— Task brief —
Where does the string "locate" appear in the records? Copy every line that contains it.
☆ ☆ ☆ ☆ ☆ ☆ ☆
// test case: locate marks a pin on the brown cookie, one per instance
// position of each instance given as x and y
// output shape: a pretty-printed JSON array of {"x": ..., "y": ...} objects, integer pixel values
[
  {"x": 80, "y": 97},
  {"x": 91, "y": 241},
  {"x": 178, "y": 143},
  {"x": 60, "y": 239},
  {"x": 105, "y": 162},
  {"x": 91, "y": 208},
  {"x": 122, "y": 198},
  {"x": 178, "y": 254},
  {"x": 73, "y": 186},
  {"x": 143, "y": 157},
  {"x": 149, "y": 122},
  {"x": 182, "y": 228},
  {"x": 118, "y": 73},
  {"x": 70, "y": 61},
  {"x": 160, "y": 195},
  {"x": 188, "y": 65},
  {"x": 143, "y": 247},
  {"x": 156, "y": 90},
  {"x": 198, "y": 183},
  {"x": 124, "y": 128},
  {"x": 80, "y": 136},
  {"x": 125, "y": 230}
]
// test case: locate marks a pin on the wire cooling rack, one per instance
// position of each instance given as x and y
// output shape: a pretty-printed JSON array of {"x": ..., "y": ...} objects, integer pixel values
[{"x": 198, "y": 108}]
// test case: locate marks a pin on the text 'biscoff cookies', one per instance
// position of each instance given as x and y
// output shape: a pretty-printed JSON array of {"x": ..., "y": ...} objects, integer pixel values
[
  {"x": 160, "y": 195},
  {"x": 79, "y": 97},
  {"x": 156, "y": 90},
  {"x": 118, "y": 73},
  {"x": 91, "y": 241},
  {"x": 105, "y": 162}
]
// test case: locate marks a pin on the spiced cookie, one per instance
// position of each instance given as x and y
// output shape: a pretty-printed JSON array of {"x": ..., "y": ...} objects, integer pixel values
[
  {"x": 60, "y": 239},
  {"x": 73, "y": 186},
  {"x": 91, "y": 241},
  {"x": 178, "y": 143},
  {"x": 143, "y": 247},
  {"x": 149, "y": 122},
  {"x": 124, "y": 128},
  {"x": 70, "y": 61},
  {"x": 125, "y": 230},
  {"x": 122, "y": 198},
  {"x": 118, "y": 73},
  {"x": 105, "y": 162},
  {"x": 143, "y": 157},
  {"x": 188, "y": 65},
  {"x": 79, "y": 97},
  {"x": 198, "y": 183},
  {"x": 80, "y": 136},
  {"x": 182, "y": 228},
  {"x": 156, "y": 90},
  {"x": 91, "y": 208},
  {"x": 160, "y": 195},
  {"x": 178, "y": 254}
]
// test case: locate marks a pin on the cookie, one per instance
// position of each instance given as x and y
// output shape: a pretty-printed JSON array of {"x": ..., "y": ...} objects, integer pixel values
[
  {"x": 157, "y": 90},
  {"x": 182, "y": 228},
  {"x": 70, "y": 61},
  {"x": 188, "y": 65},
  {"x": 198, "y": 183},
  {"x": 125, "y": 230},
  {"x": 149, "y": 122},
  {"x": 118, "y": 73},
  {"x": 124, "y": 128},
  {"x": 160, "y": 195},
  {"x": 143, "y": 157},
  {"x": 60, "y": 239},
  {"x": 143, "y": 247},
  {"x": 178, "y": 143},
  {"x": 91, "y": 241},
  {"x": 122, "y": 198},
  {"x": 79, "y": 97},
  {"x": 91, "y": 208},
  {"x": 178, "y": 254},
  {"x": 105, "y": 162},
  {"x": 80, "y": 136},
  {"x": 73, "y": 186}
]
☆ ☆ ☆ ☆ ☆ ☆ ☆
— Result below —
// test case: locate marks a pin on the brown cookie, one per instance
// test case: locate marks a pin on the wire cooling rack, one per instance
// test case: locate marks a pin on the text 'biscoff cookies', one per instance
// test case: locate marks a pin on the spiced cookie, one per instance
// test case: locate marks a pin on the cookie, one per instance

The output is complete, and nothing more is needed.